> [Exercise goal]
Rewrite the lines below as a numbered list, omitting any blank lines.

> [Material to process]
========================

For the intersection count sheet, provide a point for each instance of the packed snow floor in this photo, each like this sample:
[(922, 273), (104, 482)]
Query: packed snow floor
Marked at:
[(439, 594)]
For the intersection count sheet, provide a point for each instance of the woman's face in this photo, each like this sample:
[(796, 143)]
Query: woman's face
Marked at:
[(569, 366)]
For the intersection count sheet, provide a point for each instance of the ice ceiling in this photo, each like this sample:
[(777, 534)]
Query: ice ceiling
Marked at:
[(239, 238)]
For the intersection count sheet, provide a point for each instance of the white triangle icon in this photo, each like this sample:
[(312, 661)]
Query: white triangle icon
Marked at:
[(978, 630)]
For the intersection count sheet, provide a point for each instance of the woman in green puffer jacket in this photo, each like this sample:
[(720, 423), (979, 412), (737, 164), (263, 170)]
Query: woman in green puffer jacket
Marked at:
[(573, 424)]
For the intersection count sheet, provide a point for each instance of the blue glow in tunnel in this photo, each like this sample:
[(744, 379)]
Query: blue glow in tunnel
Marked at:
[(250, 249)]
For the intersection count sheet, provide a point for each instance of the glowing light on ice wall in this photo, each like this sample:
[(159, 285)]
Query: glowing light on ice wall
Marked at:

========================

> [Problem solution]
1. For the intersection count sheet, provide a point for each instance of the packed snow floor in this photo, each like this sample:
2. [(922, 273), (104, 482)]
3. Query: packed snow floor
4. Marked at:
5. [(439, 594)]
6. For the intersection count sheet, provide a point for each instance of the woman's face in this photo, each like this sample:
7. [(796, 143)]
8. Query: woman's face
9. Marked at:
10. [(569, 366)]
11. For the intersection count sheet, provide a point for each instance of the ice ceiling in this photo, each like this sample:
12. [(777, 534)]
13. Query: ice ceiling
14. Marked at:
15. [(239, 238)]
16. For the intersection count sheet, provide a point for each instance of the white triangle icon in this photo, each like this sample:
17. [(312, 661)]
18. Query: white triangle icon
19. Marked at:
20. [(978, 630)]
21. For the intersection count sheet, provide a point for each instance of the woman in green puffer jacket in this photo, each like this sample:
22. [(720, 423), (979, 412), (737, 164), (263, 170)]
23. Query: woman in green puffer jacket
24. Marked at:
25. [(573, 424)]
26. For the intersection count sheet, provide a point for each instance of the blue glow in tunnel in this photo, each like this sample:
27. [(744, 379)]
28. Query: blue glow in tunnel
29. Marked at:
30. [(250, 249)]
31. For the intersection count sheet, provide a point for each instance of the glowing light on ice wall in this photo, each like this sample:
32. [(159, 285)]
33. Query: glowing light on ice wall
34. Marked at:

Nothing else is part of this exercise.